§ **Qué entregar**
Imprime sin cambios el pasaje del texto sobre la discapacidad que va desde "Apenas me accidenté, tanto" hasta "no de empatía.", ambos incluidos.

§ **Texto**
++++++++++

A ver, no todas las personas discas nos conocemos. Así que dejá de nombrarme a gente que no conozco. Es como acto reflejo, un tic que tienen algunas personas en buscar compararme o vincularme con otras que están en silla de ruedas, o simplemente porque somos discas. De antemano les aclaro que no formo parte de un club social o una asociación de amigxs disca.


Apenas me accidenté, tanto yo como el resto de las personas que me visitaban o acompañaban en rehabilitación, no sabíamos cómo sería vivir siendo disca. Entonces en el manual de uso del sentido común, las personas agradablemente buscaban la forma de lidiar con esos conflictos mediante la comparación. Es por eso que me relacionaban con el pibe que se quebró esquiando, con la vecina que hacía deporte acuático o con el actor que se cayó del caballo. Y así. Siempre hay un primo, un hijo o un hermano que pasó por algo parecido. “Parecido”, entre comillas. Aunque, por lo general, en más de una ocasión me asocian con personas que no tienen nada que ver con mi tipo de lesión medular. Es entendible. Creo que a mí también me pasaría. Ni yo ni el resto de las personas tenemos que saber qué tipo de discapacidad tienen las personas. Es falta de información, no de empatía.


Recuerdo que una vez me dijeron que si me mentalizada positivamente, volvería a caminar. Una situación compleja, porque pretender que mentalmente yo pueda regenerar la sustancia gris de la médula espinal y volver a caminar, es un montón. Lograrlo me daría mucho más que un premio Nobel, seguramente. Obviamente que esos millones de dólares, como premio, no me vendrían nada mal. Pero eso, lamento decir, que no sucederá.

++++++++++

§ **Extracto de datos**
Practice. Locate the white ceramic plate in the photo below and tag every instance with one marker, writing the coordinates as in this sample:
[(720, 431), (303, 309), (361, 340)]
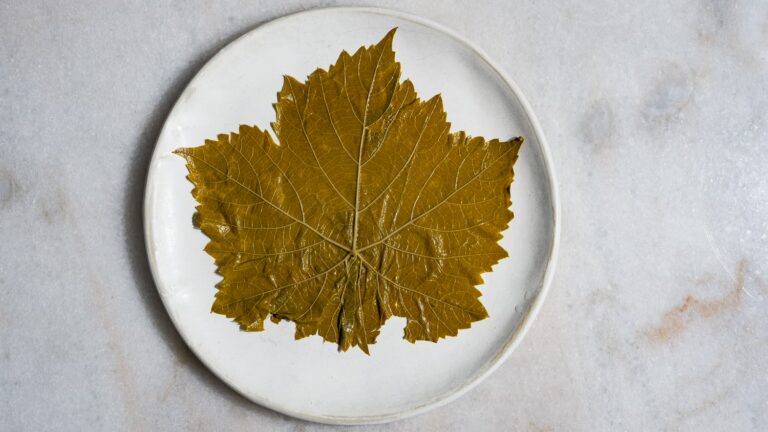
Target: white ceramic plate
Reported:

++++++++++

§ **Respuesta del ejercicio**
Apenas me accidenté, tanto yo como el resto de las personas que me visitaban o acompañaban en rehabilitación, no sabíamos cómo sería vivir siendo disca. Entonces en el manual de uso del sentido común, las personas agradablemente buscaban la forma de lidiar con esos conflictos mediante la comparación. Es por eso que me relacionaban con el pibe que se quebró esquiando, con la vecina que hacía deporte acuático o con el actor que se cayó del caballo. Y así. Siempre hay un primo, un hijo o un hermano que pasó por algo parecido. “Parecido”, entre comillas. Aunque, por lo general, en más de una ocasión me asocian con personas que no tienen nada que ver con mi tipo de lesión medular. Es entendible. Creo que a mí también me pasaría. Ni yo ni el resto de las personas tenemos que saber qué tipo de discapacidad tienen las personas. Es falta de información, no de empatía.